EXERCISE DETAILS: Identify each line in the material below that contains the word "holder", and copy those lines out in full.
---------------
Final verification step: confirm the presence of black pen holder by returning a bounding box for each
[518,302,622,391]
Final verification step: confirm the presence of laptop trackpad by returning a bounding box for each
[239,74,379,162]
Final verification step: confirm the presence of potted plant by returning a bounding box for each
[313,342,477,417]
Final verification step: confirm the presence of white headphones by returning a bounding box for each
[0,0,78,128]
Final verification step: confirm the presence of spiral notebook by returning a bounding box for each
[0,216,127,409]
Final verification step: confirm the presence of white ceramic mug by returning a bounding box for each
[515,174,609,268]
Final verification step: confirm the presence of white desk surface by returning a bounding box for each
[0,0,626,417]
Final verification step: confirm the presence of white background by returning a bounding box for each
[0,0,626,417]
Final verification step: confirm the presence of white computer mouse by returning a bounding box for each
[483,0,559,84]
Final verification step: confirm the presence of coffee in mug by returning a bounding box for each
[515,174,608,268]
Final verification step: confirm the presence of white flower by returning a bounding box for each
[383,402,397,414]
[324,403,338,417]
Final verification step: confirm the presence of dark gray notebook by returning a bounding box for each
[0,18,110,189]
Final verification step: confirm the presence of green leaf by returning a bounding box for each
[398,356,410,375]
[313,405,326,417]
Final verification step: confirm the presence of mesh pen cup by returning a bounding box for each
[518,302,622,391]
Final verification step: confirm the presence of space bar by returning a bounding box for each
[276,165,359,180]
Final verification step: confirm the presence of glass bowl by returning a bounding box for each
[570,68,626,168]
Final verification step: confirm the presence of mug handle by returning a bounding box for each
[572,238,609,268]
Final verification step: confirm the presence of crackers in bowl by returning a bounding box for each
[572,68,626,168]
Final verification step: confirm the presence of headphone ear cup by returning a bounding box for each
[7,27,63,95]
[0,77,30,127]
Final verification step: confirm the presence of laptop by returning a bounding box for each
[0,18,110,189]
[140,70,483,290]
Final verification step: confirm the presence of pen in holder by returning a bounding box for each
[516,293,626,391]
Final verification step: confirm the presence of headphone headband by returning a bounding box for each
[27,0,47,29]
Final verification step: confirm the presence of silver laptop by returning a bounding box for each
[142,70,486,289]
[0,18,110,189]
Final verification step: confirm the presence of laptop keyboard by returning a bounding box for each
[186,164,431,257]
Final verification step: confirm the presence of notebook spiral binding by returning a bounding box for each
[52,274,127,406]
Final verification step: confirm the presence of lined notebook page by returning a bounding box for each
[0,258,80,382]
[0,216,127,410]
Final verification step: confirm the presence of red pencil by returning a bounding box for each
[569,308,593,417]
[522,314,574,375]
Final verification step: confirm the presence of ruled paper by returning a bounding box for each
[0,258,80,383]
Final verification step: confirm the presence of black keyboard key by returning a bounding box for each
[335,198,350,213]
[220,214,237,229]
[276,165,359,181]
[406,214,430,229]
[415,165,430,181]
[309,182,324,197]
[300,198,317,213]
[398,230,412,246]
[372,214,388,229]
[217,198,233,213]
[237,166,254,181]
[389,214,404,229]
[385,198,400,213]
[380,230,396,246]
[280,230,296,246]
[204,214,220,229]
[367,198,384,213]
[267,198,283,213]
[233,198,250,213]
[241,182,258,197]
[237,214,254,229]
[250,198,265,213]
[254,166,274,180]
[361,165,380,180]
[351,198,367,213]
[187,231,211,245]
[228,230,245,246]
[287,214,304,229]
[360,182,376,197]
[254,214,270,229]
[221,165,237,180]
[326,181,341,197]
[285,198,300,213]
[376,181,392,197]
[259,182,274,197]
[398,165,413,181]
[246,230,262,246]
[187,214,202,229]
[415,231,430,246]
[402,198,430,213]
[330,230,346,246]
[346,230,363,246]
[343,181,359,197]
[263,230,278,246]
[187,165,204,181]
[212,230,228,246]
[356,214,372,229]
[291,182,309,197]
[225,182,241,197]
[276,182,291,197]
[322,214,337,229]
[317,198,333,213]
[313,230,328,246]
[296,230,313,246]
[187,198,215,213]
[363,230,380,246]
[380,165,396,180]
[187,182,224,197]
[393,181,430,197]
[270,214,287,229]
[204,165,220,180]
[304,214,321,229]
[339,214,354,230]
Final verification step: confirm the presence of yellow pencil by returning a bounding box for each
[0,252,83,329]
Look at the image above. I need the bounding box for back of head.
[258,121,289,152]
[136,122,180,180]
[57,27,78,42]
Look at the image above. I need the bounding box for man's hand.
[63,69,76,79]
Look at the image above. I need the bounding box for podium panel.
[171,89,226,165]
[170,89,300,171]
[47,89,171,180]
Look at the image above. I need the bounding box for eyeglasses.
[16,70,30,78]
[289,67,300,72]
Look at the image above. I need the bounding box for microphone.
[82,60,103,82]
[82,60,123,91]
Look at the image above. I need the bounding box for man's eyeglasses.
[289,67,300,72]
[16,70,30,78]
---------------
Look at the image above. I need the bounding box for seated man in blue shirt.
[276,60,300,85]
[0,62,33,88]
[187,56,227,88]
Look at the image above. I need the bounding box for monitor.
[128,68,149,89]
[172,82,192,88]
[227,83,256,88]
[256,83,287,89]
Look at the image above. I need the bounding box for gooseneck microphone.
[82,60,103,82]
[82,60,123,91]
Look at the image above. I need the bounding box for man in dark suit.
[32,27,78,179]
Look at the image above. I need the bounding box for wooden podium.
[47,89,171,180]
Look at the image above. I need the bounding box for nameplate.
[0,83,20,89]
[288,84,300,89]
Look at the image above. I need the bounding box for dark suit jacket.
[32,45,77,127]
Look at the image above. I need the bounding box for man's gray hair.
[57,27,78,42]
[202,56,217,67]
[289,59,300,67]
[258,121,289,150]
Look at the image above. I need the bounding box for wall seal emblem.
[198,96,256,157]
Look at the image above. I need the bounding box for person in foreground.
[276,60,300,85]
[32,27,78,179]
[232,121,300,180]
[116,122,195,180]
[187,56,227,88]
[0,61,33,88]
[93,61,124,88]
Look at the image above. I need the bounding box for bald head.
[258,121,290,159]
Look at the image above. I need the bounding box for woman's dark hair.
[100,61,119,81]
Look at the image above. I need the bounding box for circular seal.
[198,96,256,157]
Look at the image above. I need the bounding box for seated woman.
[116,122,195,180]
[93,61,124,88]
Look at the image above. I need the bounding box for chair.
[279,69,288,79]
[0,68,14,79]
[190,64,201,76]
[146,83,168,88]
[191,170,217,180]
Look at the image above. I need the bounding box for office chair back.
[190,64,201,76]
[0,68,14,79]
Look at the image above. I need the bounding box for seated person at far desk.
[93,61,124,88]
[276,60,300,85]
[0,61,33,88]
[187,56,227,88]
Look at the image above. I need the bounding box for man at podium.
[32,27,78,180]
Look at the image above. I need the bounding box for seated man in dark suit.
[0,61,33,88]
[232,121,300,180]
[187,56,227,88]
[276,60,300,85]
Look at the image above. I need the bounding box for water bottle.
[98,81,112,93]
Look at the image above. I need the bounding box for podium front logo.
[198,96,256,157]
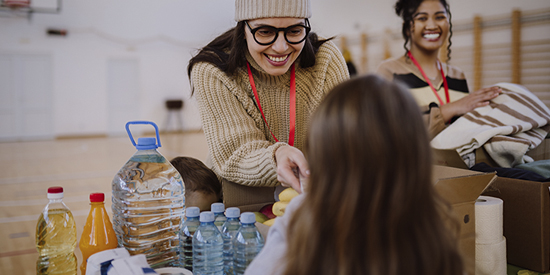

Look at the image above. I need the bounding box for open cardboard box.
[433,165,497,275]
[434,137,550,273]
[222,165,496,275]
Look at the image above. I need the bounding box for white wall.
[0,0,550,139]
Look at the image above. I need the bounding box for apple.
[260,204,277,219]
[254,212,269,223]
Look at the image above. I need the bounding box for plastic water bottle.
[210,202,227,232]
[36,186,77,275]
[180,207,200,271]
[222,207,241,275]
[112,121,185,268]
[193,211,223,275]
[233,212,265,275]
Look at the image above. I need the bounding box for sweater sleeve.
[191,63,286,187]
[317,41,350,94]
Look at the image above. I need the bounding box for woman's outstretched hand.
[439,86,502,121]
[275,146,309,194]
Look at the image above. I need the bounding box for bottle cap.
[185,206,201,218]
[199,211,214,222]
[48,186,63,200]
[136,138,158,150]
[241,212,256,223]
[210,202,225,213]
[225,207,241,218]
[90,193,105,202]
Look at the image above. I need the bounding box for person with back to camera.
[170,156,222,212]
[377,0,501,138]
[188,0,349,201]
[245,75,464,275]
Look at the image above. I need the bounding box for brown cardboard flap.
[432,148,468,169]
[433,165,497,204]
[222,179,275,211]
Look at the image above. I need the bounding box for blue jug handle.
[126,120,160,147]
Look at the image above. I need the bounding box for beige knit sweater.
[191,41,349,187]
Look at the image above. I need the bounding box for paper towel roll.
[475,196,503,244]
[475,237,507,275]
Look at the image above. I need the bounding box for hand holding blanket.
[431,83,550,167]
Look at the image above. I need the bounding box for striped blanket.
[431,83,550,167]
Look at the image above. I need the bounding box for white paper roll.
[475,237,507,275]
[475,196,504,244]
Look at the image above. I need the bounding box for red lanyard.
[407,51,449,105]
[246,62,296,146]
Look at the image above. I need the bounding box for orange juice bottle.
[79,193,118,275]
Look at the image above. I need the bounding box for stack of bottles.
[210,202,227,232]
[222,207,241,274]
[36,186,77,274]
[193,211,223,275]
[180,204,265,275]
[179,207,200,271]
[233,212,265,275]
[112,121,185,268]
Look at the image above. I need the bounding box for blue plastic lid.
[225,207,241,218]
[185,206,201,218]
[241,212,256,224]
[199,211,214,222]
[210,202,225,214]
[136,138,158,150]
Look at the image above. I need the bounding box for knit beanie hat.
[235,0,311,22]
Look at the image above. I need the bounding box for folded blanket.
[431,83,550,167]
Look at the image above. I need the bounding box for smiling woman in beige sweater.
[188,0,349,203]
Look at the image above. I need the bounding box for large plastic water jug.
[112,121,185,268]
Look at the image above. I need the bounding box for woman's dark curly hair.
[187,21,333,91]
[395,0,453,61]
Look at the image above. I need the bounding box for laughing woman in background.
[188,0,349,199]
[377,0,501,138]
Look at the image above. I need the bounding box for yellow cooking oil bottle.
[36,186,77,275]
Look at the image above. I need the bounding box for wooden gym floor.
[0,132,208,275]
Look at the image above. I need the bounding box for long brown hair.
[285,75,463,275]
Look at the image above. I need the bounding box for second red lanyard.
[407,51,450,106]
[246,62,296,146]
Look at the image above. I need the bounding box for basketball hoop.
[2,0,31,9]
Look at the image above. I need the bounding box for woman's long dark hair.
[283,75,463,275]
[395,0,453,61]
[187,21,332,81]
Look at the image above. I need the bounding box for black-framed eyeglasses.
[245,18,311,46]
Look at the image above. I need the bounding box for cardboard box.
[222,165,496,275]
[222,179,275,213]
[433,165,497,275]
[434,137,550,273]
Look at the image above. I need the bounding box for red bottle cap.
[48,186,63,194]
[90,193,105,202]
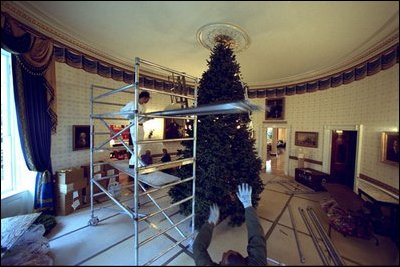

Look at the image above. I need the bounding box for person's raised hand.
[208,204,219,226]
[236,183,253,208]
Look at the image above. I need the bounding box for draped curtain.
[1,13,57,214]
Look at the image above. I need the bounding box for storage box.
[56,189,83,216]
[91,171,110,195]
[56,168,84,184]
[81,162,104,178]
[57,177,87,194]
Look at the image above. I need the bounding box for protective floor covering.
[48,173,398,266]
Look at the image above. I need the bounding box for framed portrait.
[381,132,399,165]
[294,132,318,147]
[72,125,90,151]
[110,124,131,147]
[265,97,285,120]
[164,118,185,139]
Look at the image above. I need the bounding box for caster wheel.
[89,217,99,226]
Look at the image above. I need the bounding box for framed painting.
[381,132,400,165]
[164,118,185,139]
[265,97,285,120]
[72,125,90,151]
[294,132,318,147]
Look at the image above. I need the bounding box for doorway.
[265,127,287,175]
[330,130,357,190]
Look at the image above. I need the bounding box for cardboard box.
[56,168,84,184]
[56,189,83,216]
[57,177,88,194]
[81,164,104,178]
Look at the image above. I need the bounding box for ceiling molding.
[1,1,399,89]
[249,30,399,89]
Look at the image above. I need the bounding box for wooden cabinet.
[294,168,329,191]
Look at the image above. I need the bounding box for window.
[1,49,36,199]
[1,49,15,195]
---------------
THE RESULT:
Final verification step: confirm the presence of black pen holder by returning a bounding box for each
Final verification step: confirm the presence of pen in holder by returning a bounding box for each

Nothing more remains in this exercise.